Brano dell'esercizio:
_ _ _ _ _

Si accenna ad alcune forme morbose non trattate in altra parte di questa Enciclopedia e ad altre per le quali si sono registrati apprezzabili progressi in campo etiopatogenetico o terapeutico.
Livedo Reticularis. - Alterazione delle arteriole, simile all'acrocianosi, dalla quale differisce perché può interessare gli arti in tutta la loro lunghezza, specie quelli inferiori, con una marezzatura a rete, le cui maglie delimitano zone scolorate quasi bianche in un tessuto di colorito rosso bluastro tenue. Le si attribuisce una origine da spasmi del sistema simpatico: si tratta di una manifestazione innocua che ha importanza solo per motivi di ordine estetico. Dopo intervento di simpatectomia lombare la l. r. scompare.
Periarterite nodosa (o panarterite nodosa). - Processo arteritico delle piccole e medie arterie conglobante tutte e tre le tuniche vascolari, ad etiologia allergico-iperergica; è caratterizzata da una lesione degenerativo-infiammatoria, con esito in sclerosi dei vasi. La malattia è oggi considerata come una tipica collagenosi (v. collageno, patologia del, in questa Appendice).
Arterite temporale. - Processo infiammatorio, prevalentemente localizzato alle arterie temporali, che colpisce acutamente soggetti in età avanzata. La malattia, che ha inizio per lo più con una complessa fenomenologia, locale e generale (turgore, ispessimento e dolorabilità delle arterie temporali; violenta cefalea, mialgie, fenomeni irritativi a carico delle mucose dell'apparato respiratorio, aumento della velocità di eritrosedimentazione, ecc.) tende per lo più alla risoluzione spontanea. Tuttavia in alcuni casi si possono avere compromissioni anche gravi e irreversibili della funzione visiva. Il trattamento con cortisonici e ACTH facilita una favorevole evoluzione.

_ _ _ _ _

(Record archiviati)
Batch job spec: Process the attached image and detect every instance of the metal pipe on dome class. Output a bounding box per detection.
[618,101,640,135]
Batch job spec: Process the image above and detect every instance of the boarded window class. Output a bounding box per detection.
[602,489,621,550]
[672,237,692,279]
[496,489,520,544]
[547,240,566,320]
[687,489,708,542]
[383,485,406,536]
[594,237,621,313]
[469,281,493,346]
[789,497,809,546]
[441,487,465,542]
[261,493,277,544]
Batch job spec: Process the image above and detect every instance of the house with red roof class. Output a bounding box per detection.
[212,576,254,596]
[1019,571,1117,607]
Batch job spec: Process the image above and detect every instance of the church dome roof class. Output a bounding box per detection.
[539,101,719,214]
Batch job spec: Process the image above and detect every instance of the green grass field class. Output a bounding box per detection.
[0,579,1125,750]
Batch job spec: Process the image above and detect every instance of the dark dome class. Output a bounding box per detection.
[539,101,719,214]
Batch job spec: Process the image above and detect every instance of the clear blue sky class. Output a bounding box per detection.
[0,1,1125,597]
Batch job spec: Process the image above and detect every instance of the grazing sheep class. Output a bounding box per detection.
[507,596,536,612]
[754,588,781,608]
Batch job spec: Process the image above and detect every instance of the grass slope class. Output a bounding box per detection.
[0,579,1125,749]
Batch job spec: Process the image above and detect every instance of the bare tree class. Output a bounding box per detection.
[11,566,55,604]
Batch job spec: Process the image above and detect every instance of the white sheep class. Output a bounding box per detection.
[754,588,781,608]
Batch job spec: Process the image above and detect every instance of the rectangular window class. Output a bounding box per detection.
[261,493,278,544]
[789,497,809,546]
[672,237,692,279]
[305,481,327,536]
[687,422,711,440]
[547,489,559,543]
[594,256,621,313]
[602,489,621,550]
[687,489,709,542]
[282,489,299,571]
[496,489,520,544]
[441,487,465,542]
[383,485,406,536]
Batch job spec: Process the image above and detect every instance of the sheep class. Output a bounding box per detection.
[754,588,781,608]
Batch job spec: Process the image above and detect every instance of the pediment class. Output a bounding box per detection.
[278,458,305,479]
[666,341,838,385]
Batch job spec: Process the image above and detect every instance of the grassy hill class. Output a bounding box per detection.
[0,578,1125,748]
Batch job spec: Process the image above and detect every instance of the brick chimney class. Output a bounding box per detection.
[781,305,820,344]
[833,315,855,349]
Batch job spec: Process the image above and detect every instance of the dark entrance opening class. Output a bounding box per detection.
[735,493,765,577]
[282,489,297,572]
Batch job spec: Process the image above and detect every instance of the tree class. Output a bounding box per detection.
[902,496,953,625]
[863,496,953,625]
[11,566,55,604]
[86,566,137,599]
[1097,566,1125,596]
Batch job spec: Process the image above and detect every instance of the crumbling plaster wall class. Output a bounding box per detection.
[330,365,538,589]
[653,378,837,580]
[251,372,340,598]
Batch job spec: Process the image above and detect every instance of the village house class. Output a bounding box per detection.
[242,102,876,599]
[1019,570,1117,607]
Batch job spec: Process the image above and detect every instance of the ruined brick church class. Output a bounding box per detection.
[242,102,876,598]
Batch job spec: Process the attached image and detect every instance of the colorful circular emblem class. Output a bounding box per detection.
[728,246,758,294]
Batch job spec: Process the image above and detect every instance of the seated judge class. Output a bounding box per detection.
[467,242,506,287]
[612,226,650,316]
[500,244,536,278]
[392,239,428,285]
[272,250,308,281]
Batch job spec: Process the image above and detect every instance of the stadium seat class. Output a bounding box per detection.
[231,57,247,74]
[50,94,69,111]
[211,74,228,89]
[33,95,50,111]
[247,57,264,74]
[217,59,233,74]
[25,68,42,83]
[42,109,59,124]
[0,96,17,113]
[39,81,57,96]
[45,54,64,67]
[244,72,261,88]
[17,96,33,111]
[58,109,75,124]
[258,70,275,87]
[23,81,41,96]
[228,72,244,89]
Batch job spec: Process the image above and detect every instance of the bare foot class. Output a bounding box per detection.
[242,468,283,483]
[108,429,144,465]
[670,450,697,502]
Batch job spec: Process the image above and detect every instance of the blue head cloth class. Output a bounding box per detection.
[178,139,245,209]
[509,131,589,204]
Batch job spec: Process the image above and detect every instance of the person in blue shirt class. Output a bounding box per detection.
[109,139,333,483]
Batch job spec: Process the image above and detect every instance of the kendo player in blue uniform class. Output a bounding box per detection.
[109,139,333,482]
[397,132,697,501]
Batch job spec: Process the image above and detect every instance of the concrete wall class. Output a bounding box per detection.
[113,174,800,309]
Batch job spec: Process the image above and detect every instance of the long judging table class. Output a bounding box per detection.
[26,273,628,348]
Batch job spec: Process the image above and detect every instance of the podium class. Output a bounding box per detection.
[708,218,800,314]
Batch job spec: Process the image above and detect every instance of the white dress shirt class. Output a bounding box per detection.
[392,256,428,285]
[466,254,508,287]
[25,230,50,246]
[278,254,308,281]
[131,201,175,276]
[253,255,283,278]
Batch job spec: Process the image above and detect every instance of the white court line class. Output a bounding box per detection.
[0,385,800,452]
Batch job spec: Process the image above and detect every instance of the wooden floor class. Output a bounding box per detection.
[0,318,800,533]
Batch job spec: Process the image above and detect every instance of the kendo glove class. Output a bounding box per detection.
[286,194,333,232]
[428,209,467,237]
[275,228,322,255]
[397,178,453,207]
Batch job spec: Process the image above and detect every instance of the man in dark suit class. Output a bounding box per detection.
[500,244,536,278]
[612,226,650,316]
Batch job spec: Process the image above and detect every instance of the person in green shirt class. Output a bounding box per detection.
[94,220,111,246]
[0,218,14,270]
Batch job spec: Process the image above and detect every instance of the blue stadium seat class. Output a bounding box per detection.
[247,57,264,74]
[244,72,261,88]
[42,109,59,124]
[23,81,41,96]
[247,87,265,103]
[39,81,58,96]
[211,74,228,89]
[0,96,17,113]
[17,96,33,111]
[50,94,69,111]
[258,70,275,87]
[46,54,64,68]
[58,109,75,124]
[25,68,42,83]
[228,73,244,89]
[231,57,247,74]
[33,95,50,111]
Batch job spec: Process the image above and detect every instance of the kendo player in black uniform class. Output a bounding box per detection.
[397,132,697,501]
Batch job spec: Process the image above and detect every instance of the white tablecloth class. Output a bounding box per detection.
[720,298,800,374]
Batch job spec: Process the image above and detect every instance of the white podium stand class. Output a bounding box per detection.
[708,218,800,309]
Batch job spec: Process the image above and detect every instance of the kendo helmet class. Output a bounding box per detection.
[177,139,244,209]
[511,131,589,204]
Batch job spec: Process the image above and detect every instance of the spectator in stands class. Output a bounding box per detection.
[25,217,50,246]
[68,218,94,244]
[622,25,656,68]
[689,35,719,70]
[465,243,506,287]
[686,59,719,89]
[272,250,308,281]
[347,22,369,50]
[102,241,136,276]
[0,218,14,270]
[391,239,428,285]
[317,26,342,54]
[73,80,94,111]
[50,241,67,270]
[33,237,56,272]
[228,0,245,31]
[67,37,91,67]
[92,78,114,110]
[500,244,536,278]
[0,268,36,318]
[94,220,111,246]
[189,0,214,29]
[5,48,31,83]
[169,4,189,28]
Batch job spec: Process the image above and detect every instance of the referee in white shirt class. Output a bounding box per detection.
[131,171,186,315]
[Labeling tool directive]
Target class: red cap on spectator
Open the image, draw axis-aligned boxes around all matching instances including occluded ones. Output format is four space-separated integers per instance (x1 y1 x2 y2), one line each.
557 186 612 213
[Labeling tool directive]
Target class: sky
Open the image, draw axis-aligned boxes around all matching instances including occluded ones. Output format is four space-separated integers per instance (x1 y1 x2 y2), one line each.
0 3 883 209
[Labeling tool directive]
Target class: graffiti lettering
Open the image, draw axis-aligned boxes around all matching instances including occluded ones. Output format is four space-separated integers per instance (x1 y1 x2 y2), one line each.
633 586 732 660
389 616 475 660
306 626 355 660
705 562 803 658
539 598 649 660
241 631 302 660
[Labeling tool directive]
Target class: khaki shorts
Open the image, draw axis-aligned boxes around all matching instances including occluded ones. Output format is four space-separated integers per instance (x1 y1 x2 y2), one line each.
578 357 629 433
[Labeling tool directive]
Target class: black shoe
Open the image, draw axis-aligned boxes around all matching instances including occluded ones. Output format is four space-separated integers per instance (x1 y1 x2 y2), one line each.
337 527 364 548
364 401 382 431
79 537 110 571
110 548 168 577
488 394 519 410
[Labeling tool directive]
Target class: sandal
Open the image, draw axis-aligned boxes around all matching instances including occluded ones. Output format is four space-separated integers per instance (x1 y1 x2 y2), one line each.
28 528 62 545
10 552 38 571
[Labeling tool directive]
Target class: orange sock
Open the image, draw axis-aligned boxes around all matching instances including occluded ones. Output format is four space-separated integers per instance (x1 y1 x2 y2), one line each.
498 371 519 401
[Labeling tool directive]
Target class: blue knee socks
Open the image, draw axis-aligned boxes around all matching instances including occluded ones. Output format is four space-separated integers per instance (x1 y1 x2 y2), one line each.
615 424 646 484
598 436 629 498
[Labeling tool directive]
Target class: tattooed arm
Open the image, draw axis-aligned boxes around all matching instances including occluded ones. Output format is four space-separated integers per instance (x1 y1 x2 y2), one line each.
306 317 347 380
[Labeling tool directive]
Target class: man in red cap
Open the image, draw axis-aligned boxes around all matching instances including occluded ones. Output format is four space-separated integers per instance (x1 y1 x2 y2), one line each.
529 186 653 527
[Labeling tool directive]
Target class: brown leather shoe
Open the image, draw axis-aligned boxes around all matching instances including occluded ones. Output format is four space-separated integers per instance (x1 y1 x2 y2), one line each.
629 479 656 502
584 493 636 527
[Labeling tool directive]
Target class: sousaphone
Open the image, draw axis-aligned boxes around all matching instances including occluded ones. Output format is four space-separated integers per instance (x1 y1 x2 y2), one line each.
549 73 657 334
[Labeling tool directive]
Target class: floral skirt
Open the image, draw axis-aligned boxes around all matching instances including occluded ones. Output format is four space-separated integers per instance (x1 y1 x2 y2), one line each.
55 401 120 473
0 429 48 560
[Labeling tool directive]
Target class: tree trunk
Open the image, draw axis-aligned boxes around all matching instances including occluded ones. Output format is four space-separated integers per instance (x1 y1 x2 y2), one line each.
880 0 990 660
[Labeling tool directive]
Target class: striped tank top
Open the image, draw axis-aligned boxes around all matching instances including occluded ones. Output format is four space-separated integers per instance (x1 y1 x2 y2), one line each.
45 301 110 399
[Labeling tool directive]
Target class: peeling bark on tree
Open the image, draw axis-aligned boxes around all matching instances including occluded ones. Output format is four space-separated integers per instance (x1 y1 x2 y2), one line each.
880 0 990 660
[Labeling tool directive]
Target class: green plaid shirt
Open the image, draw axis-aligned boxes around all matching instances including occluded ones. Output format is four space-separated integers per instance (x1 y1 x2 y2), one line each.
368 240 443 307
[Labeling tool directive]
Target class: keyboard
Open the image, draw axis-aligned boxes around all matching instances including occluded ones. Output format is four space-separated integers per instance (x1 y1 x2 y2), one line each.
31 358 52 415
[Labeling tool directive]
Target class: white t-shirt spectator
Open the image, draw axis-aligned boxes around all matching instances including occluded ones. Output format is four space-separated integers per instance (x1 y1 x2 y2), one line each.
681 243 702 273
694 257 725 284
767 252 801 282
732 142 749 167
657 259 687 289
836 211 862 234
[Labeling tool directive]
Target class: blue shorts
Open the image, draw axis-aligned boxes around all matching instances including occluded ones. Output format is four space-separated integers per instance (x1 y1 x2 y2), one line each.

_ _ _ _ _

Trascrivi senza alcuna modifica la parte del brano sulle malattie delle arterie che va da "Si accenna ad" a "l. r. scompare.", estremi compresi.

Si accenna ad alcune forme morbose non trattate in altra parte di questa Enciclopedia e ad altre per le quali si sono registrati apprezzabili progressi in campo etiopatogenetico o terapeutico.
Livedo Reticularis. - Alterazione delle arteriole, simile all'acrocianosi, dalla quale differisce perché può interessare gli arti in tutta la loro lunghezza, specie quelli inferiori, con una marezzatura a rete, le cui maglie delimitano zone scolorate quasi bianche in un tessuto di colorito rosso bluastro tenue. Le si attribuisce una origine da spasmi del sistema simpatico: si tratta di una manifestazione innocua che ha importanza solo per motivi di ordine estetico. Dopo intervento di simpatectomia lombare la l. r. scompare.